Source extract =

Vittorio Paggio (born 19 September 1973), known by the stage name Omar Galanti, is an Italian pornographic actor.

Biography
Galanti began his career as a porn actor in 2004 and to date has starred in about 500 porn productions. In 2010 he signed as exclusive contract as director with Evil Angel's Buttman Magazine Choice niche.

Omar Galanti started his career in low budget pornographic productions in Milan in 2004.

All productions were impressed by his attitude and his professionalism. He started to be very requested from different directors and finally he was also noticed by Rocco Siffredi.

He started to cooperate constantly with Rocco Siffredi in 2006, appearing in most movies of the most famous Italian actor and director for the next 4 years.

Despite this, his career was full of ups and downs until he signed an exclusive contract as director with Evil Angel's Buttman Magazine Choice niche in 2010. He released several movies until 2013 when, after a controversial disagreement with all the adult industry in Hungary and USA, he decided to retire from the adult industry.

Excerpted data =
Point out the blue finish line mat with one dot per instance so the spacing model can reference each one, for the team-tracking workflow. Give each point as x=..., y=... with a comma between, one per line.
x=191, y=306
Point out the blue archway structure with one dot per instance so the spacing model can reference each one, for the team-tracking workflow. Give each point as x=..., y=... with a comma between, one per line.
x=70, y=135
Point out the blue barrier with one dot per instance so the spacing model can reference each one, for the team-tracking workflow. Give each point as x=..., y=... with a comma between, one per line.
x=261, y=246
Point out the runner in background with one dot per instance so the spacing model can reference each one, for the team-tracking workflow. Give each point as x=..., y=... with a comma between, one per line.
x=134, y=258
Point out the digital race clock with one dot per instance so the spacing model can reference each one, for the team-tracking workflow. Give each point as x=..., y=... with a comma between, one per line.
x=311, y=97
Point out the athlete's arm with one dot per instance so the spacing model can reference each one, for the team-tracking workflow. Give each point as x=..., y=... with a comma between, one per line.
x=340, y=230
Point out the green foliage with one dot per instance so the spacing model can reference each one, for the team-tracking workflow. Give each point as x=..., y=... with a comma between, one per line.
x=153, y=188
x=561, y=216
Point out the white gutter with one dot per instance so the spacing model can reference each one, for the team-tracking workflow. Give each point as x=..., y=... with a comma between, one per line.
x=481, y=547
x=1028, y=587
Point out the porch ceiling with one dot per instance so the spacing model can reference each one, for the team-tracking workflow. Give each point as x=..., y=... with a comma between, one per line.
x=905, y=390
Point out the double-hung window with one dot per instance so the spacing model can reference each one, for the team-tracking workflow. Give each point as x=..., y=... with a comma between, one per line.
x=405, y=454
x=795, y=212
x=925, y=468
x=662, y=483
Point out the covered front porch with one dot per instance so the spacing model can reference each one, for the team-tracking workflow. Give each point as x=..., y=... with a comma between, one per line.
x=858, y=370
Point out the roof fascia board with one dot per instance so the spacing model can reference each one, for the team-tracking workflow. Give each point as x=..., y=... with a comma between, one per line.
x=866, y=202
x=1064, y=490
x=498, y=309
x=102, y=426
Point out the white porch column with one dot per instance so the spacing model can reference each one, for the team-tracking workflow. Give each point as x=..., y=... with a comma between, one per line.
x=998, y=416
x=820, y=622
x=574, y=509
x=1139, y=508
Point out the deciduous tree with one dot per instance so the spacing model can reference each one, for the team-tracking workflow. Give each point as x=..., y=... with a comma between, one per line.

Required task = According to the biography, in which year did Omar Galanti begin cooperating constantly with Rocco Siffredi? The records were taken from a different source than the text.

Written response = In 2006.